**Work order 1:**
Name every person the Basel river trip story mentions by name.
**Work order 2:**
Continue the story of the Basel river trip past its last sentence.

**Excerpt provided:**
◇ ◇ ◇ ◇ ◇
The Jura mountains loomed, but were quite managable. And weren't they green. Goats here with bells on their necks were performing surprising acts and the houses were all wooden. We were bombing ahead, with the motivation of good friends, a bbq, and a party to cycle towards. Charming but possibly provincial Basel soon arrived. As we sat on the tram, our first motorised transport in four weeks, we realised that goodness we had not socialised properly with other folk since northern France- and we would soon prove to have certainly forgotton the knife and fork etiquette.
John and his equally hospitable fiancee Tamara greeted us with sausages and potatoes- well they greeted us with three kisses each actually- see I told you we were always thinking about our stomachs! We sat and chatted on the balcony before moving to a bar and drinking beer, coffee, grappa and other poisons watching the hail. John had another guest from England, Damien, staying and we wanted some suggestions of things to do together the next day. How about floating down the river Rhine for a while? sounded great.
We double checked this was not a wind-up with the receptionist at the old youth hostel Simon and I were staying in by the river. She cooly showed Damien on the map that most days it would be suitable to float from this bridge, and probably around about an hour later we may as well float down and get off on to the bank about four bridges away if we felt so inclined. Just mind out for the bridges and the boats she said. Before long we were in our swimming costumes, with our dry clothes in an orange waterproof bag, testing out the warm water with our toes.
We got in and the current lifted us slowly along at about three miles an hour. What fun! People on the bridge waved occasionally but most people did not bat an eyelid. We floated past precarious seven storey old houses, the ornate city church chiming, and riverside cafes with people laughing, all whilst avoiding the occasional tankerboat. This was incredible! Soon we past the fourth bridge and headed to the shore. Well headed. But missed. Oh Shit.
Soon we were floating past a vast container storage park and by the industrial area on the other shore. We stared at outlet pipes and barnacles and watched leaves, twigs, and paper items of suspect sources float by. The attractive cafe and its pier that we had wanted to stop at was way behind us now. Even the sun had been hidden by the huge crane whose shadow we were in. Aww no.
◇ ◇ ◇ ◇ ◇
**Given entries:**
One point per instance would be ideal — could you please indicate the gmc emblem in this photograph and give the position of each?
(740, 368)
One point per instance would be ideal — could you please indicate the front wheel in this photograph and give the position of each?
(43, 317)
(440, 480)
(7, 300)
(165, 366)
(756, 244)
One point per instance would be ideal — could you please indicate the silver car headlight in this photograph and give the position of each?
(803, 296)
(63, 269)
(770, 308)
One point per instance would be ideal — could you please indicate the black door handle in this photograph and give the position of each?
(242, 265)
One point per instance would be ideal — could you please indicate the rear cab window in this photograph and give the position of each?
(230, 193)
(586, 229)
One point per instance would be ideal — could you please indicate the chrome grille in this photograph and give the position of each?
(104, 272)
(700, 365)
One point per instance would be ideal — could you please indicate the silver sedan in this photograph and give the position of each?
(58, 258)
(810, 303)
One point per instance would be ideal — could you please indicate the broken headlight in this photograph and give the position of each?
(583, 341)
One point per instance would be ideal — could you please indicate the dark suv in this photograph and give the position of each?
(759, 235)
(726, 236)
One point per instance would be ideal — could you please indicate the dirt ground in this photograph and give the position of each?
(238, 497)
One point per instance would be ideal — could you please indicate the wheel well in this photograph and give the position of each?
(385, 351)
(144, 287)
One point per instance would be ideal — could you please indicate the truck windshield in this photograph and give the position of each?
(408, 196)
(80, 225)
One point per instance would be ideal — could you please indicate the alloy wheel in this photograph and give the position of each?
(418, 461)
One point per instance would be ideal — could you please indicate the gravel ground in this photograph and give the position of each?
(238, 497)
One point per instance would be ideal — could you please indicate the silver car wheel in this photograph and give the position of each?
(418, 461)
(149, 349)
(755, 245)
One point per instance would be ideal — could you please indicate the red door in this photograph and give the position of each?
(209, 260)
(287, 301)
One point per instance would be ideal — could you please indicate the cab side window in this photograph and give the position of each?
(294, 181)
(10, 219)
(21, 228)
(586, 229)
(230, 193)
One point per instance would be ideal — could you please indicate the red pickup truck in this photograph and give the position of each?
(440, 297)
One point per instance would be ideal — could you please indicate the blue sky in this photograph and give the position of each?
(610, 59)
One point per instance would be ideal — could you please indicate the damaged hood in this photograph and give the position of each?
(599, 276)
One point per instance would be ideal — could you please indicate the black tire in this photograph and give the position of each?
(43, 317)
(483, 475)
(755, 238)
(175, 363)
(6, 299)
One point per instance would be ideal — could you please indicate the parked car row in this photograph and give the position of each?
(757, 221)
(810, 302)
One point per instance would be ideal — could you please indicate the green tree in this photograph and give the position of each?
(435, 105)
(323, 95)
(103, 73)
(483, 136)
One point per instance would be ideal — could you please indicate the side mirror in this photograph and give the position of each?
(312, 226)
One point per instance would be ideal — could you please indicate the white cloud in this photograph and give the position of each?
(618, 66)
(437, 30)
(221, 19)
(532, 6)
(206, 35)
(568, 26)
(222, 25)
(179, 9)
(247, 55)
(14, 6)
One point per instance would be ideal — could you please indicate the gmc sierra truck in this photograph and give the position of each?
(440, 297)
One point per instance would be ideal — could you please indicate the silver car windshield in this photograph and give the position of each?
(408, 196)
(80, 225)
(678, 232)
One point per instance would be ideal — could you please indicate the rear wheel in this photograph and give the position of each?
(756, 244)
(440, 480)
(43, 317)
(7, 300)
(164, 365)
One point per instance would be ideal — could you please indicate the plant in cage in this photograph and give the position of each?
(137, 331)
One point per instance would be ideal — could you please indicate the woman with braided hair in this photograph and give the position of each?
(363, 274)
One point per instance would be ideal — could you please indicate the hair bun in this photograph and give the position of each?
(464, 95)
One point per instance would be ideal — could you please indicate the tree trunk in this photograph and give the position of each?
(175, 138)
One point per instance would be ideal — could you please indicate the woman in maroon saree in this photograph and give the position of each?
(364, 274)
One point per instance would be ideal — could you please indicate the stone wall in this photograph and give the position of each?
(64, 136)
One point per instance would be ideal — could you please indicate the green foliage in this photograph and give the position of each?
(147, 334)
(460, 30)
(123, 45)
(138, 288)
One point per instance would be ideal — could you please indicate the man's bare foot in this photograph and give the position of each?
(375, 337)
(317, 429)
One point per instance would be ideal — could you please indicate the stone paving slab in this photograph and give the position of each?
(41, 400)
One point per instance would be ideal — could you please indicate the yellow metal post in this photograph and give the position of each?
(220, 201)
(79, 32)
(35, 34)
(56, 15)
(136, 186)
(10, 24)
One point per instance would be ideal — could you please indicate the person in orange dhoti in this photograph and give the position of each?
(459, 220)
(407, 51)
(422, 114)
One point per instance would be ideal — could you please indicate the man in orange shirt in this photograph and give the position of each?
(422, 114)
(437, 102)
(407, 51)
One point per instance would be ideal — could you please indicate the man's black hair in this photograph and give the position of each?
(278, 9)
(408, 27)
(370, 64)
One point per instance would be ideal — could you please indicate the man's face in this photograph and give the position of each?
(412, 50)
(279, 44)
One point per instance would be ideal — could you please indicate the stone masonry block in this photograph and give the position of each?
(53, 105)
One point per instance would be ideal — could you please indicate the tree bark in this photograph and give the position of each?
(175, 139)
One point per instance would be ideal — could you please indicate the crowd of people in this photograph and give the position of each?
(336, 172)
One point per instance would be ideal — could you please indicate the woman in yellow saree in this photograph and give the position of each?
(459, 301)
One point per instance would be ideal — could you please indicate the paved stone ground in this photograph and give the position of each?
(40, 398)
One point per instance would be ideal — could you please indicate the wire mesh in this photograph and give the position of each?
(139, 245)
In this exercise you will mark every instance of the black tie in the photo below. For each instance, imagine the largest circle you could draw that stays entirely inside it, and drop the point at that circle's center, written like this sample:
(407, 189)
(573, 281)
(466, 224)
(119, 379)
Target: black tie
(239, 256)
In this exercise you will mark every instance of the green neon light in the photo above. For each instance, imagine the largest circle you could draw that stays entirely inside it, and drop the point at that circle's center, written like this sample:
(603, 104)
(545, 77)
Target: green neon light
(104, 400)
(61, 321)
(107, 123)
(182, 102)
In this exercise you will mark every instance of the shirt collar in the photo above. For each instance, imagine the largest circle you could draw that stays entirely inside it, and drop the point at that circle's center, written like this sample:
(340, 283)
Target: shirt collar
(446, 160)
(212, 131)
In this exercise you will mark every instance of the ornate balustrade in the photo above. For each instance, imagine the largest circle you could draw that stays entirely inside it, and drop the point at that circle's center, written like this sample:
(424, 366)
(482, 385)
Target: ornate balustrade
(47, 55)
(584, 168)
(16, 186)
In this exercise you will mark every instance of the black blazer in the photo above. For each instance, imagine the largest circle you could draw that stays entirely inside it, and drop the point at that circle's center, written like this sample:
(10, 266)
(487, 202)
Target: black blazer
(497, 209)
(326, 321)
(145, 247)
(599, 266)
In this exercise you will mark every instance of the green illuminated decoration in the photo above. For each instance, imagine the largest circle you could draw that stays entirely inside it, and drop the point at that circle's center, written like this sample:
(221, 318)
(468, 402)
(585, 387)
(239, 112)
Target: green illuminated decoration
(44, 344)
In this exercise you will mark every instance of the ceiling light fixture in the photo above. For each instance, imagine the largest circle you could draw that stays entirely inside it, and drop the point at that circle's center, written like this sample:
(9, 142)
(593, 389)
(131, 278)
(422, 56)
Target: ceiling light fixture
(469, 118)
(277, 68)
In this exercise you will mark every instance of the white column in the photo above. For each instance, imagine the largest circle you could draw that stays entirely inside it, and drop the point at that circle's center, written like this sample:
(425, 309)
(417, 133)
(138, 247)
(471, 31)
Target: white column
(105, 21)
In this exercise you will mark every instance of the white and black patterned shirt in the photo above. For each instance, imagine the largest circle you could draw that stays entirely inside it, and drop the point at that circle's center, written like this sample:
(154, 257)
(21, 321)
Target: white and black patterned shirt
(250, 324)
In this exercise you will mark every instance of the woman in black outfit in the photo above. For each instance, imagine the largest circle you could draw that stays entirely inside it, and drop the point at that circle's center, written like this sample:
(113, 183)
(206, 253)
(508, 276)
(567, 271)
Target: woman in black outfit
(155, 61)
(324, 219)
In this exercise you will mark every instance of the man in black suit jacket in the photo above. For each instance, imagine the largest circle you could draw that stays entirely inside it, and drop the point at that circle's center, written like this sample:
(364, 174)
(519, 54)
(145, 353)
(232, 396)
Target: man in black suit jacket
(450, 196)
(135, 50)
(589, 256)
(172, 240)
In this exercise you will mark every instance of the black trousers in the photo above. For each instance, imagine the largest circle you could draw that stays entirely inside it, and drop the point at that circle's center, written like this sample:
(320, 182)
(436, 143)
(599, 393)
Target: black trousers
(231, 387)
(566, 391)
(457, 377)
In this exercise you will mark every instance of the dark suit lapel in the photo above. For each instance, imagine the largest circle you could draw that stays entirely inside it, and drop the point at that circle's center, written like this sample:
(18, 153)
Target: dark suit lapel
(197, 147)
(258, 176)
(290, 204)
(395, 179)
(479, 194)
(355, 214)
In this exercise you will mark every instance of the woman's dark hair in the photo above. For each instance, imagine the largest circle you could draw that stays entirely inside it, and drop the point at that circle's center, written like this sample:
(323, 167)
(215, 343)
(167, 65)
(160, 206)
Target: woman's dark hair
◇ ◇ ◇ ◇ ◇
**Answer space 1:**
John, Tamara, Damien, Simon

**Answer space 2:**
Damien was a stronger swimmer, especially given that he was unladen by the ridiculous plastic bags that we others had to tow. There was a place without brambles and barnacles to stop over there! We pulled ourselves up on the concrete shore, and dried off. I was jubilant that I was still alive and had not been speared by a container ship or something. Lets get some overdue lunch we decided (as we had not wanted to risk getting cramp earlier).
We pulled out the map and examined our geographical position. We had floated all the way to France. Gawd. No passports. No ID. Only Swiss Money. Wait- Damien had some so we blew his Euros on a lovely meal in a French cafe, before holding our breathe as we passed the border back into Switzerland. Thank God they were about to celebrate Swiss National Day and the staff were having the day off.
That night we trammed our way across the city and then back through the masses to watch the fireworks being lit from the river. They were lovely and impossible to describe, especially so given the plumes of smoke blowing into our eyes that hid half of them. Our group later sat on a wooden bench drinking beer and eating sausages watching the goings on on the river. Some of us continued on, but I cannot say I was disapointed that the nightclub in the shopping precinct was shut, as the bar playing Genesis was much better. We left at six am.